### Provided entries
•••••

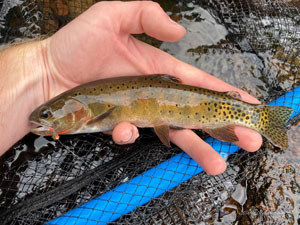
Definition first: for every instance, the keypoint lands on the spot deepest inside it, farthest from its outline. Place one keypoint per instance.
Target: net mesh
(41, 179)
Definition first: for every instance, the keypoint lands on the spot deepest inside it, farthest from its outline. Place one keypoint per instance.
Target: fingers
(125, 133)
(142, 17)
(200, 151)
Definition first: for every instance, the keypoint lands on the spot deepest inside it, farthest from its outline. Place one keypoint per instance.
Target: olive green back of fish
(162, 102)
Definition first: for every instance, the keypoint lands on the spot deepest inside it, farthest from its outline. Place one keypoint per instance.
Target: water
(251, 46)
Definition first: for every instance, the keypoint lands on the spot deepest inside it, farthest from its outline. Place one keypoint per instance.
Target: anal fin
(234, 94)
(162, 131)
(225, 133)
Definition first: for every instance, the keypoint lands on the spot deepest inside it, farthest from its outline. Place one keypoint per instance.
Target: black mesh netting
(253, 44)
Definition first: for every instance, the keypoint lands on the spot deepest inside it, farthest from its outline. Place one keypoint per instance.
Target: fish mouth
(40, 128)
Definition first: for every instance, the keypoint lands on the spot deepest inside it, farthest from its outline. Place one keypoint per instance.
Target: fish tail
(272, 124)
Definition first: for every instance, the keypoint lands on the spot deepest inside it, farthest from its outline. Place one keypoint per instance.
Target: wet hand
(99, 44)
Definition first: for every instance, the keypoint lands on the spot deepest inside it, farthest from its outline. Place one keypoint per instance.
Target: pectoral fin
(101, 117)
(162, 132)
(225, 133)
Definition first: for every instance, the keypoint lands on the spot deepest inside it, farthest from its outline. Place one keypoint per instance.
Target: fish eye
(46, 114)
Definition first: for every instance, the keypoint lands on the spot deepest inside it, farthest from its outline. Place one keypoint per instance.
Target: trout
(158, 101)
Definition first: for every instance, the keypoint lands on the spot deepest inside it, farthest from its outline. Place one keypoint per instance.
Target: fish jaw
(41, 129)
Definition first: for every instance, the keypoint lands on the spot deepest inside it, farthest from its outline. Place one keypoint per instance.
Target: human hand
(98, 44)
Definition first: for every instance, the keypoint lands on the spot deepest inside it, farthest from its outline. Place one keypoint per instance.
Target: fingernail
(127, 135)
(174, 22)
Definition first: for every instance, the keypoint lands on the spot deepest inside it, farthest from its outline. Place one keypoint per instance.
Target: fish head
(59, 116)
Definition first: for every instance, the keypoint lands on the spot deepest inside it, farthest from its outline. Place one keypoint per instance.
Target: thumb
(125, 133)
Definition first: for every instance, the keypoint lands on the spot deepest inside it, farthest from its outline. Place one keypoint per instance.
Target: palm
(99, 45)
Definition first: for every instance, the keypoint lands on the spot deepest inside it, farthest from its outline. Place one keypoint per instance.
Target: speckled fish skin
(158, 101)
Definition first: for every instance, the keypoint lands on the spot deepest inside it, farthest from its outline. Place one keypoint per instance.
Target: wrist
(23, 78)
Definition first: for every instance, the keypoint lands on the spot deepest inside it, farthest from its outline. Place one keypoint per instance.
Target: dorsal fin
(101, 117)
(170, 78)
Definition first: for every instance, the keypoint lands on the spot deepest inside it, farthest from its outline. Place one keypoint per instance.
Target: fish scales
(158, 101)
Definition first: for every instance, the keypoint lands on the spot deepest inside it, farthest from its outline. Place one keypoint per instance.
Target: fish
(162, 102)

•••••

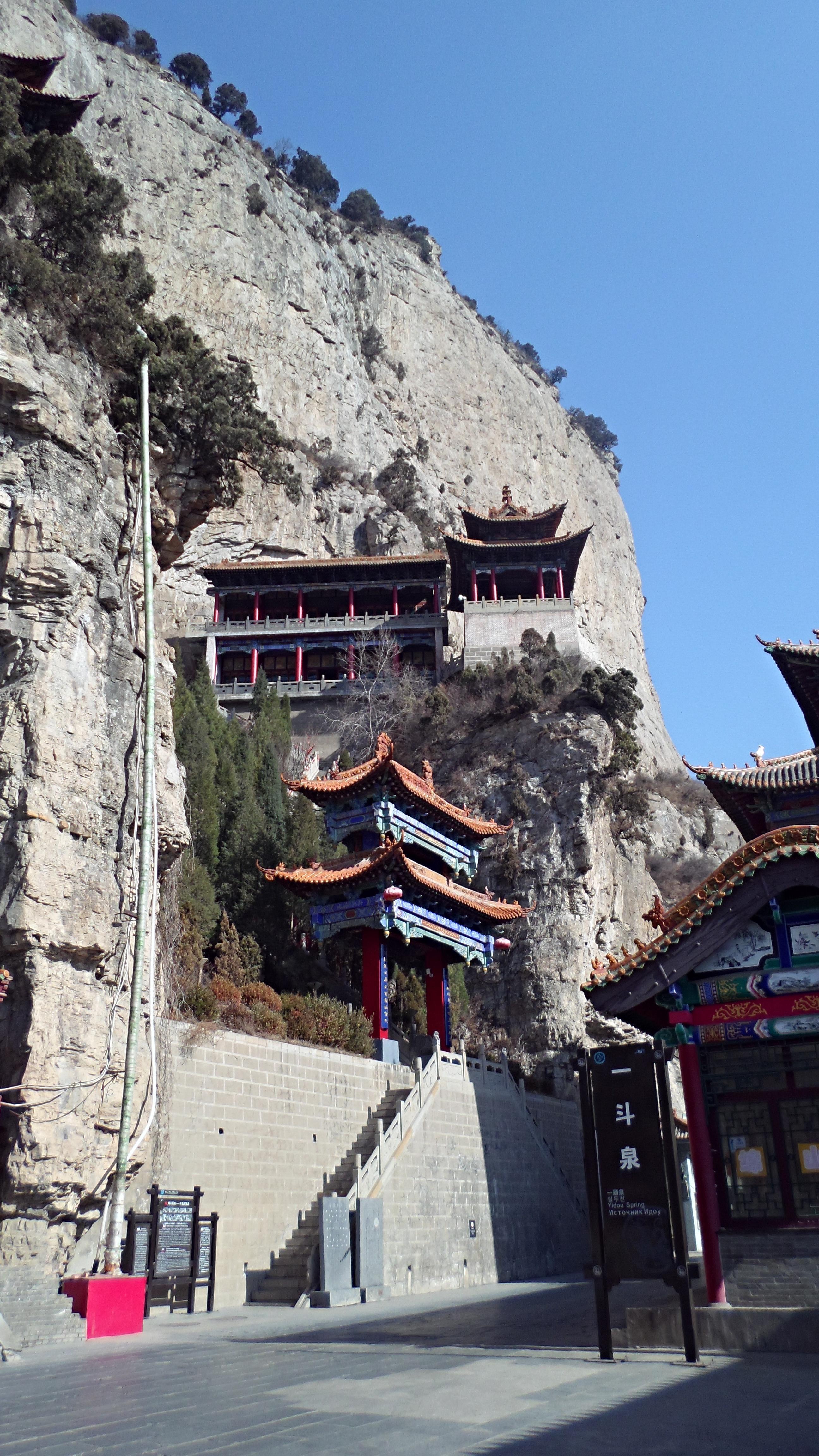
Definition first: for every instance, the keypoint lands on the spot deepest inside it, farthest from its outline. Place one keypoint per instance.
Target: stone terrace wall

•••••

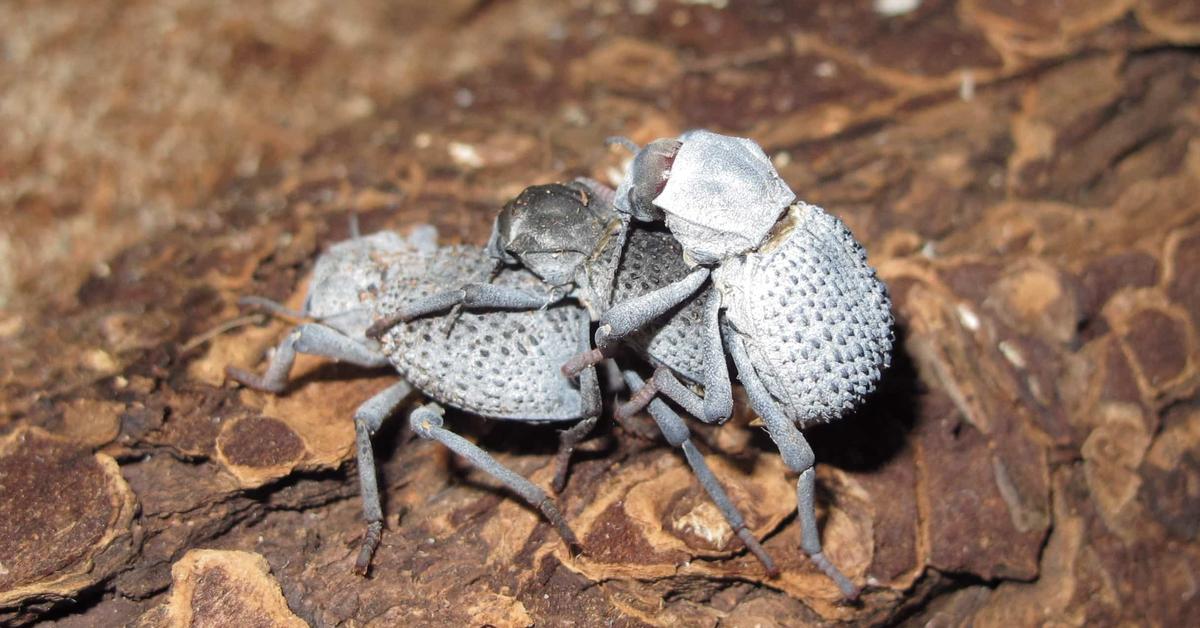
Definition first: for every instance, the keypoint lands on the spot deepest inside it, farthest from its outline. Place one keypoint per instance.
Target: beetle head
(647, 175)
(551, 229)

•••••

### Exercise aim
From the material above, keep only the lines that contain the word "fish" and copy each one out. Case counts.

### Output of the task
Target: olive green back of fish
Target: fish mouth
Target: fish tail
Target: fish eye
Target: fish jaw
Target: fish head
Target: speckled fish skin
Target: fish scales
Target: fish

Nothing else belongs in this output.